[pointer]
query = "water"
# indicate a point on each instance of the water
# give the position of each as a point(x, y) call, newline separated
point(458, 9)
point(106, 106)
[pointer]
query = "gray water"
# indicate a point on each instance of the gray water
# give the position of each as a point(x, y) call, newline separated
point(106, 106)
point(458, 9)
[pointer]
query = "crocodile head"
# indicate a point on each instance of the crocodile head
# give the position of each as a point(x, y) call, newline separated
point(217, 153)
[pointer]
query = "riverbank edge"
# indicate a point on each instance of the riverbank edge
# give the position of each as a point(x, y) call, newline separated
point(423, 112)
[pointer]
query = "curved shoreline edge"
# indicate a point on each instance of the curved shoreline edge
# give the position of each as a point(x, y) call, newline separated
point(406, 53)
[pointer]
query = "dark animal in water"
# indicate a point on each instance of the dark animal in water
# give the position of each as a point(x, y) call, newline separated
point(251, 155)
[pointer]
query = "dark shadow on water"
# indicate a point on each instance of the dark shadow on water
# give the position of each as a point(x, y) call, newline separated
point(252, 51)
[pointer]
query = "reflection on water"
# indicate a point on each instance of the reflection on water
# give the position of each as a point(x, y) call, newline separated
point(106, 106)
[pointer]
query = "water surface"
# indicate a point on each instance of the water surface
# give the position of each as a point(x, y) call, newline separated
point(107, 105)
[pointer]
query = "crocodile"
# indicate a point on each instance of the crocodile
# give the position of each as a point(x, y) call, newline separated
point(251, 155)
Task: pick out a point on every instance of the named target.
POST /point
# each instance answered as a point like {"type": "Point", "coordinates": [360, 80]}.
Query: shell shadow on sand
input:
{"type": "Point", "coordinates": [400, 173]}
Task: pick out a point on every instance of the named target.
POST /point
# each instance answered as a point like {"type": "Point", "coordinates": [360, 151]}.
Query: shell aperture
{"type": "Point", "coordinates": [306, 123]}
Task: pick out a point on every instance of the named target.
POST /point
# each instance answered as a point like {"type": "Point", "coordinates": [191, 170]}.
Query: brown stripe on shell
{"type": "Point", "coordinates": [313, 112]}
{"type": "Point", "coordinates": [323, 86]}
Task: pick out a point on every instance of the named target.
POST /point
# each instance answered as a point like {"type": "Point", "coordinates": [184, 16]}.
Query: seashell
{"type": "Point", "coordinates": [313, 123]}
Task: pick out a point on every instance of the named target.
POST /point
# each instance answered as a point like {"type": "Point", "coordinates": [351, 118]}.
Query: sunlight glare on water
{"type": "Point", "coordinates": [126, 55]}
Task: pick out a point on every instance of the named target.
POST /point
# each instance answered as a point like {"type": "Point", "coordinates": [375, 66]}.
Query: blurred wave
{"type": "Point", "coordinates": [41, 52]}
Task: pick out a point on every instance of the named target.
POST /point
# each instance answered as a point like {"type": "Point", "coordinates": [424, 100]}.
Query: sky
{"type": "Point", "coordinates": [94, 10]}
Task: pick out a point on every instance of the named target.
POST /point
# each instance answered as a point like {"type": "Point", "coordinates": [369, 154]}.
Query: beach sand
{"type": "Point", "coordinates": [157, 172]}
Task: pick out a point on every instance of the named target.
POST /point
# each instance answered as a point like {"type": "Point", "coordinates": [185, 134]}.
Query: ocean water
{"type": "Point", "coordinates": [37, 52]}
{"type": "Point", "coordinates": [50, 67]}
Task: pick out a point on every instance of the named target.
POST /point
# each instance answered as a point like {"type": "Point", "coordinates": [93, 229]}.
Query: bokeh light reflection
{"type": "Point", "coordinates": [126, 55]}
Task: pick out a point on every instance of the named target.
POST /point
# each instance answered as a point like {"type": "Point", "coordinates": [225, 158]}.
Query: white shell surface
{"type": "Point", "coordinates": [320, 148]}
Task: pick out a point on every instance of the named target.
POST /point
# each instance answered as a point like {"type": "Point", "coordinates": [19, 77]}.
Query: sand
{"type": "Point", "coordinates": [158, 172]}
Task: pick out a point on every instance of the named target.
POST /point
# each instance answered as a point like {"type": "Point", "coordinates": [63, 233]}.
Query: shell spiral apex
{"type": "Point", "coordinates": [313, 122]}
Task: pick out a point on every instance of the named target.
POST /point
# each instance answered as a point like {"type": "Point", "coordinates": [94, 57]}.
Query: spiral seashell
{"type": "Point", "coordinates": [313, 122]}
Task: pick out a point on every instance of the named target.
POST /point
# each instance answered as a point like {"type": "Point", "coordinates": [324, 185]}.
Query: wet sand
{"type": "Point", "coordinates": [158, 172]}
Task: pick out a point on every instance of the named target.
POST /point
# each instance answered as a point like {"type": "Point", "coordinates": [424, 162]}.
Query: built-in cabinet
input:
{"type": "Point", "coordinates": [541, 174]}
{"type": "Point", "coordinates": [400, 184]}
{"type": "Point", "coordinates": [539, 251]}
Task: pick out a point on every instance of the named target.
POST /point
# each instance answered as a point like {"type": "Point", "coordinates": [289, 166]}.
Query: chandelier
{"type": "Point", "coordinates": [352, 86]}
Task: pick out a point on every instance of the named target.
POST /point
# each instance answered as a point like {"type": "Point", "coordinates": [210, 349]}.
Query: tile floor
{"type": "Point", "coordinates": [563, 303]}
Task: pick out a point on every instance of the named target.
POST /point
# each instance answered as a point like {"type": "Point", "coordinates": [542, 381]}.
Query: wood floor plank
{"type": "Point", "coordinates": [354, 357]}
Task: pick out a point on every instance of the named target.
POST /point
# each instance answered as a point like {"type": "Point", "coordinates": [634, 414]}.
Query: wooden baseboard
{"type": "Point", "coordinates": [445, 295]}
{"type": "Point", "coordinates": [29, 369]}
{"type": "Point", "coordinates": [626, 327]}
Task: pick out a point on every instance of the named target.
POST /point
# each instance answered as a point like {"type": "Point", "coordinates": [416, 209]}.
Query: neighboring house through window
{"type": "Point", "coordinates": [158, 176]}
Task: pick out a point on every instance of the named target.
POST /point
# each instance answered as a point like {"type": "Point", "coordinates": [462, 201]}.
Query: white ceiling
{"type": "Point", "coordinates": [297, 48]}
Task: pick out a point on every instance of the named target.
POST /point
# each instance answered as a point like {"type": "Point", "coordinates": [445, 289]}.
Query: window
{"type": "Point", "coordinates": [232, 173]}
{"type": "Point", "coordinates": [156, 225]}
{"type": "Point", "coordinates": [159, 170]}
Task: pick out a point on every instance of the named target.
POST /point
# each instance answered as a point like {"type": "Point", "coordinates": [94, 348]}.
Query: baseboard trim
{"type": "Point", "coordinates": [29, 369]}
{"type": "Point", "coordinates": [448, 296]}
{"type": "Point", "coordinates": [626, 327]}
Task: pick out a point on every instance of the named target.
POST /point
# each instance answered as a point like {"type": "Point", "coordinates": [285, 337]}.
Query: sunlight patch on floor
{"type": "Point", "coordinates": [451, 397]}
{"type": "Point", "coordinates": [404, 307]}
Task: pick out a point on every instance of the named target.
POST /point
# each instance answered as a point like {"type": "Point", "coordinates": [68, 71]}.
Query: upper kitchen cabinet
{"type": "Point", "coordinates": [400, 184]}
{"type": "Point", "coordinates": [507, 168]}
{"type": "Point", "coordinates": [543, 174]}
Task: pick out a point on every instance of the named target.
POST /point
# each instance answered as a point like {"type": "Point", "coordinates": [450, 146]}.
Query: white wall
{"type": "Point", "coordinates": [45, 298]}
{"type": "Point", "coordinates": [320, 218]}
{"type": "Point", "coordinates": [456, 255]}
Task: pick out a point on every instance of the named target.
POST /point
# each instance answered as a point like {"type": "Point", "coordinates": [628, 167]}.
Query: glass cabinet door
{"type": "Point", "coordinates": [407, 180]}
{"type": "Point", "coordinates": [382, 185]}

--------

**Instructions for the task:**
Establish how many lines of the records contain the string "edge" and state that number without elaboration.

**Solution to this exercise:**
4